- **Request 1**:
According to the categorical dtypes discussion, what is the categorical dtype called in Apache Arrow?
- **Request 2**:
Please continue the categorical dtypes discussion from its last sentence, picking up where the Arrow section leaves off.

##### Source passage #####

Description
Categorical dtypes
xref gh-26 for some discussion on categorical dtypes.
What it looks like in different libraries
Pandas
The dtype is called category
there. See pandas.Categorical docs:
>>> df = pd.DataFrame({"A": [1, 2, 5, 1]})
>>> df["B"] = df["A"].astype("category")
>>> df.dtypes
A int64
B category
dtype: object
>>> col = df['B']
>>> col.dtype
CategoricalDtype(categories=[1, 2, 5], ordered=False)
>>> col.values.ordered
False
>>> col.values.codes
array([0, 1, 2, 0], dtype=int8)
>>> col.values.categories
Int64Index([1, 2, 5], dtype='int64')
>>> col.values.categories.values
array([1, 2, 5])
Apache Arrow
The dtype is called _"dictionary-encoded" in Arrow - so a dataframe with a categorical dtype is called a "dictionary-encoded array" there.
See https://arrow.apache.org/docs/format/CDataInterface.html#structure-definitions for details.

##### Dataset extract #####

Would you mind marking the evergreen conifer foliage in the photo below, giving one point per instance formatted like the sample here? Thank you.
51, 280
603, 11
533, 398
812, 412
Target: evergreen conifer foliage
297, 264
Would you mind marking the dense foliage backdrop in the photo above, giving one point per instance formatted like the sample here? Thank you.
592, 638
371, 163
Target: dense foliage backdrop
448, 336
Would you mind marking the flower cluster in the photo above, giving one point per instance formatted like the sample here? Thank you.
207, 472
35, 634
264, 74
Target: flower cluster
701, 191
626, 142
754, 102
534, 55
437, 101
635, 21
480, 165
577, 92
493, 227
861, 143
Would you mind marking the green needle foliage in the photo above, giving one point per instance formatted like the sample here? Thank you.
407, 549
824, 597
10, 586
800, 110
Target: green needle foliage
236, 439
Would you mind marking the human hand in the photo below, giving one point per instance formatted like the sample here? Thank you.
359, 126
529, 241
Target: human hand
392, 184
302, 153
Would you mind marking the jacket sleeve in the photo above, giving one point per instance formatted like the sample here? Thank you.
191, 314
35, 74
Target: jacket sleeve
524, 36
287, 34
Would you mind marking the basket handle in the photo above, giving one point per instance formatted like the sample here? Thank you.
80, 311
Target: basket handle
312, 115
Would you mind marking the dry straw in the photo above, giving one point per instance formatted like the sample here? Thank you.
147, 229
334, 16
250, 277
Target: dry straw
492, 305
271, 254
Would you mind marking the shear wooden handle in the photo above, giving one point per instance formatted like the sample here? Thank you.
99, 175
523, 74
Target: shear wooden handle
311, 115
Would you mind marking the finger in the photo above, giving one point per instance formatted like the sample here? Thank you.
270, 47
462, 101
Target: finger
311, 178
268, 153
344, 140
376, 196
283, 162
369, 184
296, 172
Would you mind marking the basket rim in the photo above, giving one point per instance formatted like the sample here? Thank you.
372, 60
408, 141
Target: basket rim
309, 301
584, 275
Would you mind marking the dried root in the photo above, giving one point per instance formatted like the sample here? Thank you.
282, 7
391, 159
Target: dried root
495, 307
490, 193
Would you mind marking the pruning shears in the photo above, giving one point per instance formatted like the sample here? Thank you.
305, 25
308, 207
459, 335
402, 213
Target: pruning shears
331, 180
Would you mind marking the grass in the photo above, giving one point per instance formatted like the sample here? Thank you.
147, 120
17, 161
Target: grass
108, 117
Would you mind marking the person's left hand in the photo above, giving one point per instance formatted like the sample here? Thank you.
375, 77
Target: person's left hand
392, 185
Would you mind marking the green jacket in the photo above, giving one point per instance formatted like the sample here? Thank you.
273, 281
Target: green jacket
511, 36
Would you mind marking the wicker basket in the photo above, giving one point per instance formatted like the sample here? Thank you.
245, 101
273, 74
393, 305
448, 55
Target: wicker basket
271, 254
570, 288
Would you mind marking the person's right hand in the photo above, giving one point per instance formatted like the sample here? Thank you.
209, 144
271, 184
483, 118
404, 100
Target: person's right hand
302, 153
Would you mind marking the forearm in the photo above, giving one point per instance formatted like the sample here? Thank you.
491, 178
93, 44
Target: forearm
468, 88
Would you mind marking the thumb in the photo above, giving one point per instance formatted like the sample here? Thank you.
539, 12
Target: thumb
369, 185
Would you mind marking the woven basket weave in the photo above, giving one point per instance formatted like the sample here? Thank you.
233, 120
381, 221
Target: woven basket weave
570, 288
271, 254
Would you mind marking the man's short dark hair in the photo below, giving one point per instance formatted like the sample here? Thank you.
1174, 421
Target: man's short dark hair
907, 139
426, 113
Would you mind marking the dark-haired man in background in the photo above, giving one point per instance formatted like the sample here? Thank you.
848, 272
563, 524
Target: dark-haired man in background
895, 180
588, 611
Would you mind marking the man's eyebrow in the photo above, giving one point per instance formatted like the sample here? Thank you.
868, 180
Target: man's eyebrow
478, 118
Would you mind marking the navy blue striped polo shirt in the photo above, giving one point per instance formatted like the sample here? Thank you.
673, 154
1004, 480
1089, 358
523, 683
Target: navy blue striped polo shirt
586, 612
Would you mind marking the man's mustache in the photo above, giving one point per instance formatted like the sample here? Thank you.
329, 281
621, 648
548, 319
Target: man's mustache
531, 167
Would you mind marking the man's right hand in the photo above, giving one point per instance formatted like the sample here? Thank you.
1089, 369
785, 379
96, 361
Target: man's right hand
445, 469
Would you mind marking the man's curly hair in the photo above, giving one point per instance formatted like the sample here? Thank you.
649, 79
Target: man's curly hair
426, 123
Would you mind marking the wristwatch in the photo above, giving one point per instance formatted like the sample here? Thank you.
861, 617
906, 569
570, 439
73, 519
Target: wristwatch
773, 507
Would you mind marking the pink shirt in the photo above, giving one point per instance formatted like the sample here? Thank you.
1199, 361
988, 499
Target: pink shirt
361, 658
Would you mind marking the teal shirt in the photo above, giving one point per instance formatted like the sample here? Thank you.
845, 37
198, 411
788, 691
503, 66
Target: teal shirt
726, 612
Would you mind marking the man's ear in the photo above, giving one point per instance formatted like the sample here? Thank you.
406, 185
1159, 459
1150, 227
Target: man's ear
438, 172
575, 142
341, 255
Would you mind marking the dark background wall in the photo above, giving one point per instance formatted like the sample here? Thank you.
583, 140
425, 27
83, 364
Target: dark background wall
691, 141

#####

- **Answer 1**:
It is called "dictionary-encoded."

- **Answer 2**:
A practical example (from @kkraus14 in gh-38), for a categorical column of
['gold', 'bronze', 'silver', null, 'bronze', 'silver', 'gold']
with categories of
['gold' < 'silver' < 'bronze']
:
categorical column: {
mask_buffer: [119], # 01110111 in binary
data_buffer: [0, 2, 1, 127, 2, 1, 0], # the 127 value in here is undefined since it's null
children: [
string column: {
mask_buffer: None,
offsets_buffer: [0, 4, 10, 16],
data_buffer: [103, 111, 108, 100, 115, 105, 108, 118, 101, 114, 98, 114, 111, 110, 122, 101]
}
]
}
struct ArrowSchema {
// Array type description
const char* format;
const char* name;
const char* metadata;
int64_t flags;
int64_t n_children;
struct ArrowSchema** children;
struct ArrowSchema* dictionary; // the categories
...
};
struct ArrowArray {
// Array data description
int64_t length;
int64_t null_count;
int64_t offset;
int64_t n_buffers;
int64_t n_children;
const void** buffers;
struct ArrowArray** children;
struct ArrowArray* dictionary;
...
};
Also see https://arrow.apache.org/docs/python/data.html#dictionary-arrays for what PyArrow does - it matches the current exchange protocol more closely than the Arrow C Data Interface. E.g., it uses an actual Python dictionary for the mapping of values to categories.
Vaex
EDIT: Vaex's API was done pre Arrow integration, and will change to match Arrow in the future.
>>> import vaex
... >>> df = vaex.from_arrays(year=[2012, 2015, 2019], weekday=[0, 4, 6])
... >>> df = df.categorize('year', min_value=2020, max_value=2019)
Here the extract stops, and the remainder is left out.